The problem: From the records that follow, copy every line in which "pair" appears.

Recorded data

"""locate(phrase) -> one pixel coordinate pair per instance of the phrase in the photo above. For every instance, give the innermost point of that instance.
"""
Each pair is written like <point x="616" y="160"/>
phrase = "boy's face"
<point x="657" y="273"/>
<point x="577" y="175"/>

Answer box:
"""locate(phrase) -> one pixel coordinate pair per instance of the phrase in the photo above. For every instance, give the innermost point of that instance.
Each pair is written like <point x="616" y="160"/>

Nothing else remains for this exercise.